Set task a: Count the lines in the rows below that contain the word "each", treating uppercase and lowercase as distinct, and reply with only that number.

# Cheesie System help



## Goautl (Nov 15, 2010)

Hi all, 
First I would like to say I'm so glad I found this site. I have been in love with trains for as long as I can remember. My grandfather bought me a Cheesie System train kit back when I was 4 yrs old, I'm now 41. I have kept the kit all these years, but as a kid I destroyed the engine. I'm going to try and post pictures of the engine to see if anyone can steer me in the right direction so I can restore the engine and get it running again. 

Thanks in advance!!!!


----------



## Littlefoot14 (Sep 3, 2010)

Thats a lionel GP7. I dont know much about restoration so this is all the info i can offer.


----------



## Stillakid (Jan 12, 2010)

"so I can restore the engine and get it running again"

Nice pictures of the shell, but where's the rest of it? Chassis? Motor? Trucks?

What exactly is it you mean when you say, "restore?" Do you mean all that you have is the shell?


----------



## Goautl (Nov 15, 2010)

Thanks for the replies. Yes, all I have is the shell. As I said in my first post I destroyed this engine when I was a kid. I would like to get the parts to put the engine back together.


----------



## T-Man (May 16, 2008)

I suspect HO, All you can do is get another of ebay etc.
Picture 4 gave it away. Unless you have more to show, seing the track would help.


----------



## Smokestack Lightning (Oct 31, 2010)

You should be able to drop that shell onto a new chassis.


----------



## T-Man (May 16, 2008)

The chassis is there, the weight is in the center. It takes a pancake motor. If it is HO. The era is 1974 so Lionel was into HO then.

IF it used three rail track look at ebay

It ends in a day and is O scale


----------



## Goautl (Nov 15, 2010)

Sorry guys, it's an HO engine. I wondered if I could just buy another GP-7 engine and swap the parts.


----------



## T-Man (May 16, 2008)

Yes you can ,just go to e bay HO and search for the Lionel Chessie in the yellow and blue. BTW That gold color is rare!!! I thought is was HO:thumbsup:
DOn't ask the value, I don't know.

Here is one


----------



## Goautl (Nov 15, 2010)

I hate to buy a good engine and tear it apart to fix another, but it looks like that's what I'm going to do.


----------



## T-Man (May 16, 2008)

FOr Lionel that's what you have to do So if you get into other manufacturers find some that have parts. This is true for steamers. That is why I like Mantua and Yardbird trains. Just be thankful they are still around and inexpensive. It is one positive thing about ebay.


----------



## Goautl (Nov 15, 2010)

T-man, 
The link you posted for the ad on ebay, will the parts off that engine interchange with the engine I posted pictures of?

Data shown:
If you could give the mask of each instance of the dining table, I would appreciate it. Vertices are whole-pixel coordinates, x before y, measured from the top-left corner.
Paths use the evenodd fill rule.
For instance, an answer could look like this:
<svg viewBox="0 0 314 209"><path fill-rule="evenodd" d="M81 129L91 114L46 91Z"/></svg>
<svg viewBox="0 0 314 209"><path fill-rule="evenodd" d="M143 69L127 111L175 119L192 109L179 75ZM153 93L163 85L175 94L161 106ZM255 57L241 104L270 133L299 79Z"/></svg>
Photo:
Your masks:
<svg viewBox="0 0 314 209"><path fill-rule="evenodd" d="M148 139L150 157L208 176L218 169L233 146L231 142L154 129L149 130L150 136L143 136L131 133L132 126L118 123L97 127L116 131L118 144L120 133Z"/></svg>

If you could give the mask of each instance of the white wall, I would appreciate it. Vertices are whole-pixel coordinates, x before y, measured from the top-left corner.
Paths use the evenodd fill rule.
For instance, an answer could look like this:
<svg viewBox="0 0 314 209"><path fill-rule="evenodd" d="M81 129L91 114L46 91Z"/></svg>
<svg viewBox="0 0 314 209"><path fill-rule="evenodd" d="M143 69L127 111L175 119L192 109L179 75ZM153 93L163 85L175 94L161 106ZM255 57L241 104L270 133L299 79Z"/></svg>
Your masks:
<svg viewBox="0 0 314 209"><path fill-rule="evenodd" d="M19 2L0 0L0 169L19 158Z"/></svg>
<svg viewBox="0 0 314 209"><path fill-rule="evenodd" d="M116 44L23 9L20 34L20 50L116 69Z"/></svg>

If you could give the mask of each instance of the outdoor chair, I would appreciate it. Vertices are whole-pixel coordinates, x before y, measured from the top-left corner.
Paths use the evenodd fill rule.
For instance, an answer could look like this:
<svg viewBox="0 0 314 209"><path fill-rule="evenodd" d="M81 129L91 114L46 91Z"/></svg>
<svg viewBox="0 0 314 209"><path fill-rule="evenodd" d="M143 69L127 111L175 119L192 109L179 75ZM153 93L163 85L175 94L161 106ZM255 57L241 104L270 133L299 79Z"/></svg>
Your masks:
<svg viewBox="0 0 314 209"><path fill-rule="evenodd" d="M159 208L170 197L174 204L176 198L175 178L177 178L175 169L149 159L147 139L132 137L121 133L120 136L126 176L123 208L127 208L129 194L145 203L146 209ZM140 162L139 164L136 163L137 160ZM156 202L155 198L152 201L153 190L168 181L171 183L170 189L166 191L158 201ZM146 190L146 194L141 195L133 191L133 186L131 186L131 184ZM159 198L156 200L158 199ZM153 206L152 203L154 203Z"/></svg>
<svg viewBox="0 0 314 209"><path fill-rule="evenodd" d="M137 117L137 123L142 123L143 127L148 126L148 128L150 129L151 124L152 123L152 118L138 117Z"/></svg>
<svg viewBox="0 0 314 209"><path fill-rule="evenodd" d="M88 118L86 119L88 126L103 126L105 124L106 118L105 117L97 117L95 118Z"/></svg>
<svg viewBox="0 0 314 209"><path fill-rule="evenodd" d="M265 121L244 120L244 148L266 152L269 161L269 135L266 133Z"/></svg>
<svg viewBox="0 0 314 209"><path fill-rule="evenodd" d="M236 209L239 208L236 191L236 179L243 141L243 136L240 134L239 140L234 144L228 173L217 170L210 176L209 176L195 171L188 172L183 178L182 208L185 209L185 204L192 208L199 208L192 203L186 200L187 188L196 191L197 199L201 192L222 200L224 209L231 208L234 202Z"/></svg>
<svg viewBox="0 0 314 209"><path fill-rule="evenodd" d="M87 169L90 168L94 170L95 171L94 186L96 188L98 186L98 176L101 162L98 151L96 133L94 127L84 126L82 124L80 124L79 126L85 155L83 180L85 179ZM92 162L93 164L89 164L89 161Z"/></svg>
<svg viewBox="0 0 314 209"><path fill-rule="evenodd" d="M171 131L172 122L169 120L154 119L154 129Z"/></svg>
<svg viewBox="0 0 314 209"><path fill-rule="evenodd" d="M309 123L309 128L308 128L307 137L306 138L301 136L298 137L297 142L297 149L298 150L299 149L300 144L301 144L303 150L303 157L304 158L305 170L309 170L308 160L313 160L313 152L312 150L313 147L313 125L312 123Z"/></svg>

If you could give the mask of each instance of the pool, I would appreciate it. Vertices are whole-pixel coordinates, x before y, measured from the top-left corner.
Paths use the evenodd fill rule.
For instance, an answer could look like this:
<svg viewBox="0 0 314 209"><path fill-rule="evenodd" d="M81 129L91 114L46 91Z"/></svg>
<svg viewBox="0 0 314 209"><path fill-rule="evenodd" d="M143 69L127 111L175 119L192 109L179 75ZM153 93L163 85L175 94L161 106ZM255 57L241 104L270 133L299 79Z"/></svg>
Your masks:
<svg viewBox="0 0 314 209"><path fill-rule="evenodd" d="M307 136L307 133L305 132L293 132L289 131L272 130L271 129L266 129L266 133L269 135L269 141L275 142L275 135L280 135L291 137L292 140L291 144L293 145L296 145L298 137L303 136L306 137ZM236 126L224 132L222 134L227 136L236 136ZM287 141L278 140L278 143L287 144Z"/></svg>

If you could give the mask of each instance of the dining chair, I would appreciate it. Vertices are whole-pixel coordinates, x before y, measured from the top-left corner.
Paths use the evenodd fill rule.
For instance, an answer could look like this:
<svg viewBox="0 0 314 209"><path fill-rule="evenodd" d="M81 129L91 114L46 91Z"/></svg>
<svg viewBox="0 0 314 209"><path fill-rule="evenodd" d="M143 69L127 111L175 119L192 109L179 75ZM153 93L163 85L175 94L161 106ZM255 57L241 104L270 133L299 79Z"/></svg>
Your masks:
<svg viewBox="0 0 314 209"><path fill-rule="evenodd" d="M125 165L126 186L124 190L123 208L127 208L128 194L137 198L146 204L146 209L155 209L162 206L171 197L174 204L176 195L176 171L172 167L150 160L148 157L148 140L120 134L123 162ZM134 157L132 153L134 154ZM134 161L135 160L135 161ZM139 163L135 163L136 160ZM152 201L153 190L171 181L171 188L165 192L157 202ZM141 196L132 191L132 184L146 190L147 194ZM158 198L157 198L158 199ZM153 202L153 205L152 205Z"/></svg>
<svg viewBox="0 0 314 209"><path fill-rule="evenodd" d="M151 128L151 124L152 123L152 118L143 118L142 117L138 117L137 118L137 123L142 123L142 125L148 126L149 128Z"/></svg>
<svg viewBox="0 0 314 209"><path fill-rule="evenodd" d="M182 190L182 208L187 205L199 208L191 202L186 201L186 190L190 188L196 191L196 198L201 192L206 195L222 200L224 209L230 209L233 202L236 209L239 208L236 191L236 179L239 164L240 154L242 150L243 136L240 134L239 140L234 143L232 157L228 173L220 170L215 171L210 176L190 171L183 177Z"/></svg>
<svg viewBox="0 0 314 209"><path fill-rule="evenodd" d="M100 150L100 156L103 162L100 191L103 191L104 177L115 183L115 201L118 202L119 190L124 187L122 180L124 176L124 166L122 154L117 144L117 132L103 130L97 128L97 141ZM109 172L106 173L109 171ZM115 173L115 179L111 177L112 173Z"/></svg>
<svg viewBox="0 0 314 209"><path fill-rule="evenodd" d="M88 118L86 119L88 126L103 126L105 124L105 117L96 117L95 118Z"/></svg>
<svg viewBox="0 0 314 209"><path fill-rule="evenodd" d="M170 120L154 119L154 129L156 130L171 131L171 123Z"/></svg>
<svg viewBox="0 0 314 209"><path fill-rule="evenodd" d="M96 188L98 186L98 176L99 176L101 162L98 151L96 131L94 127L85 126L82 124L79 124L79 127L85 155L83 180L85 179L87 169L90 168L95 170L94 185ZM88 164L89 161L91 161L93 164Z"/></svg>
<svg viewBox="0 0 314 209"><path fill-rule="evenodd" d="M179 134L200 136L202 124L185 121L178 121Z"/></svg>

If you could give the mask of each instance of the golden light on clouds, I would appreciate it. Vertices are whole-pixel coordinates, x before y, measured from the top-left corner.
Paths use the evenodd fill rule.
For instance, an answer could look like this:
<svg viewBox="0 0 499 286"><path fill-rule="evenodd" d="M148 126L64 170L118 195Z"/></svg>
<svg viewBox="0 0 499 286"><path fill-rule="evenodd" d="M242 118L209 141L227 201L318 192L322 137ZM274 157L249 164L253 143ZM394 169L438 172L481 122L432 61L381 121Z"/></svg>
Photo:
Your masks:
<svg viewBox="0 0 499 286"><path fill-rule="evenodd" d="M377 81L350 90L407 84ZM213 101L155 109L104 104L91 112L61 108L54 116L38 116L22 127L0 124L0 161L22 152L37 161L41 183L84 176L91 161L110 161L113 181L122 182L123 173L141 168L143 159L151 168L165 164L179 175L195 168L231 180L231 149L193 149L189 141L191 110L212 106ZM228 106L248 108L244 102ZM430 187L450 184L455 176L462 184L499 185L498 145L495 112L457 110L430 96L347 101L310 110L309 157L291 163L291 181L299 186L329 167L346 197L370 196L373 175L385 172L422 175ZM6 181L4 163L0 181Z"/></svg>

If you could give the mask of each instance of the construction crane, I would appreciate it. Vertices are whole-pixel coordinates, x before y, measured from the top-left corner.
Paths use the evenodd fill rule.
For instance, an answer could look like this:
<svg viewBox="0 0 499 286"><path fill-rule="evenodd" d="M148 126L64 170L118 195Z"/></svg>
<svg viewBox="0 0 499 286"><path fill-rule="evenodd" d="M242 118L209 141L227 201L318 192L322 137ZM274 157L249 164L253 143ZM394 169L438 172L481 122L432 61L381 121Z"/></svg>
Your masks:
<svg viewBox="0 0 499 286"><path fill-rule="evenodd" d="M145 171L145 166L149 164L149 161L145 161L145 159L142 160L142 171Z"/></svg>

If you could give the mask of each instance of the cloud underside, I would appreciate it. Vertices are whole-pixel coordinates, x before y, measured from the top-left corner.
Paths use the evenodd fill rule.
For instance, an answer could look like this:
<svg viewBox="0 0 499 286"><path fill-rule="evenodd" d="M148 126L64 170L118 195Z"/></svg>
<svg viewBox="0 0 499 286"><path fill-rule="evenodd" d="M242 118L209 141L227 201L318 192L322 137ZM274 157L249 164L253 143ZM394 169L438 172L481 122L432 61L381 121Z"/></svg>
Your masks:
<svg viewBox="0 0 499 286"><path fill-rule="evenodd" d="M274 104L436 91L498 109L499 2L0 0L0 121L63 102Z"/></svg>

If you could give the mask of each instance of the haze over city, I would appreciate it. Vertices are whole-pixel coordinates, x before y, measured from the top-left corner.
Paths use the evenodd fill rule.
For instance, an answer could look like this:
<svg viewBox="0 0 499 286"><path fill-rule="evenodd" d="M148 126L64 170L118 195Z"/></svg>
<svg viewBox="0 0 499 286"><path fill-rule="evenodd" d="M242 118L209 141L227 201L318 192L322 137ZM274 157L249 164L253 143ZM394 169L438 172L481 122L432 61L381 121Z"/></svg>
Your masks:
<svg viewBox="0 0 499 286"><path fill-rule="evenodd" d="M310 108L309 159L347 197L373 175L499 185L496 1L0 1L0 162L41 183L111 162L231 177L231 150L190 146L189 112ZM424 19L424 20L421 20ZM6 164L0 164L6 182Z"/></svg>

Set task b: Extend the forum thread above about rebuilding a Lionel Chessie HO engine, picking up right after its final post.

Exercise output a: 9

Exercise output b:
----------



## T-Man (May 16, 2008)

Being the same company and the same time they should.
I can't guarantee it. What I have is a Hong Kong version of the burlington 181. The other one I worked was slightly different and had a center weight like yous. Now yours still has the frame on it so the shell should inter change with another frame. You can always ask the sellers if the weight says Lionel Michigan.

You can look at these for comparison.


----------



## Goautl (Nov 15, 2010)

T-man, 

Well I won the engine you linked to on ebay. As soon as it gets here I'll let you know if it fits. Either way I got a new engine for next to nothing.


----------



## tjcruiser (Jan 10, 2010)

Goautl said:


> Well I won the engine you linked to on ebay.


And so the fun begins ... :thumbsup:

Congrats! Keep us posted!

TJ


----------



## Goautl (Nov 15, 2010)

I'm new to this hobby, but can someone tell me why GP-7 / 9 are so expensive on ebay.


----------



## T-Man (May 16, 2008)

*That's why we shop*

It's shopping season. Demand is up.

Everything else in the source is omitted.